• [Exercise requirements]
(a) Please rewrite the paragraph of the review that begins "I guess the story is" as a short bulleted list, keeping its main facts.
(b) Answer these questions using the review:
(i) What does Mason Verger collect?
(ii) Which actor's performance does the review call "deplorable and irritating"?
(iii) What news report led Verger to call Clarice to his house?

• [Document passage]
You see this less than a minute into the film's runtime...isn't that just wonderful? Isn't that the best way possible to start off a sequel to one of the defining serial killer movies of the 90s?

…what, you didn’t think that would be a good set-up for one of these movies? Well then, you simply have no taste!

I guess the story is that this guy, Mason Verger, was once tricked by Lecter into doing hard drugs and savagely removing his own face with broken mirror shards, and that somehow made him paralyzed from the neck down as well. Probably just because this series loves having people bound so that they can’t move any part of their body below the neck. Are we seriously supposed to be invested in this? Oh, boo hoo, you did some drugs and did stupid things while on them? Cry me a goddamn river you whiny little freak.

What is his plan, anyway? We see that he “collects” Lecter memorabilia for some strange reason, but his main goal seems to be to torture and kill Lecter for revenge. However, THAT falls flat almost in the same scene when he admits that he’s “glad” Lecter did what he did to him, because it allowed him to awaken spiritually, or some bullshit like that. So which one is it? Is he obsessed with Lecter or does he hate him? MAKE UP YOUR MIND.

A drug fueled binge of madness? Yeah that sounds about right with how THIS movie was made...

Oh well. Oldman’s performance is deplorable and irritating, and the writing is just garish – this character is not an intimidating villain, he is Miss Piggy’s wart removed from the bottom of her foot. He’s pretty much only here to serve as a foil to Lecter to get him back into America.

He calls Clarice to his house because he saw on the news that she shot some drug dealer lady who had her baby strapped to her chest (just go with it…), and is now taking heat for it. There, he questions her about God and whether or not she has accepted Christ as her savior. This subplot is…never brought up again? What? Why? What was the point of bringing it up then?! It’s incredibly forced and contrived! Did the filmmakers just go “hey, we need something DEEP in this next scene! How about we have Verger ask Clarice about her opinion of Jesus Christ! That means our movie is SUPER INTELLIGENT!!!” Ugh.

• [Record list]
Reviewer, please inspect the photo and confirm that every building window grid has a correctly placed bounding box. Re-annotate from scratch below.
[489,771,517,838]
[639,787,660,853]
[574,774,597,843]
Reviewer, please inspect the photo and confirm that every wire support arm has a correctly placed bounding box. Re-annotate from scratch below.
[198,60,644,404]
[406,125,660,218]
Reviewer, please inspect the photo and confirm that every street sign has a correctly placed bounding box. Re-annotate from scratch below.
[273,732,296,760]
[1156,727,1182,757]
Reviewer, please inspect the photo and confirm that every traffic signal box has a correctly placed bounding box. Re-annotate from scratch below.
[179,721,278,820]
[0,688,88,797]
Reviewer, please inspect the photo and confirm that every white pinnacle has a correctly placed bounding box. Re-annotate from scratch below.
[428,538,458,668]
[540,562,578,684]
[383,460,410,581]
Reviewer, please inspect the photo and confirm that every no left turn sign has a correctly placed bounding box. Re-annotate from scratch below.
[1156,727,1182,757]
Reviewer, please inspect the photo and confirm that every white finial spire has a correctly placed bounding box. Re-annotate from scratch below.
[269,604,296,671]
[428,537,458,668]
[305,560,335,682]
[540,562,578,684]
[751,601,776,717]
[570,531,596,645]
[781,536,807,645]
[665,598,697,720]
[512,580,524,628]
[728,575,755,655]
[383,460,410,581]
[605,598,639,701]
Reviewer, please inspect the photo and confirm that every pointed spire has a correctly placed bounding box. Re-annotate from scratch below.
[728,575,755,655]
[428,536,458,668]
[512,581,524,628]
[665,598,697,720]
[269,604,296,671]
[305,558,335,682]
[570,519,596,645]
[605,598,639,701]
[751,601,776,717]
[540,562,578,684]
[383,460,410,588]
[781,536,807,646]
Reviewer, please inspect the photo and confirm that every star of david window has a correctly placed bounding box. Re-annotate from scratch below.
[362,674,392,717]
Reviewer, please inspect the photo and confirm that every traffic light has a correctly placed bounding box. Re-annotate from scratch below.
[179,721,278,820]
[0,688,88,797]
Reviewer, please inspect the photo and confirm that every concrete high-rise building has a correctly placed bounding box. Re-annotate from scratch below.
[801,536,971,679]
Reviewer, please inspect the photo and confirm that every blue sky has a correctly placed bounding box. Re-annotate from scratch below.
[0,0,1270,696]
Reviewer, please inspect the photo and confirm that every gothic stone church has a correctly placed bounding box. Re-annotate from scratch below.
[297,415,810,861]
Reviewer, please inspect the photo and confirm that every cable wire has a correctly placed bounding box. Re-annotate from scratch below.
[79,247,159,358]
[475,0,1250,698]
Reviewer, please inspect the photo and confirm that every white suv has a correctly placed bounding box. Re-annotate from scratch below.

• [Solutions per task]
(a)
- Mason Verger was once tricked by Lecter into doing hard drugs and removing his own face with broken mirror shards.
- This somehow also left him paralyzed from the neck down.
- The reviewer suggests this is because the series loves showing people unable to move below the neck.
- The reviewer doubts viewers should care about him, dismissing him as someone who did stupid things on drugs.

(b)
(i) Lecter memorabilia.
(ii) Oldman's.
(iii) The report that she shot a drug dealer who had her baby strapped to her chest.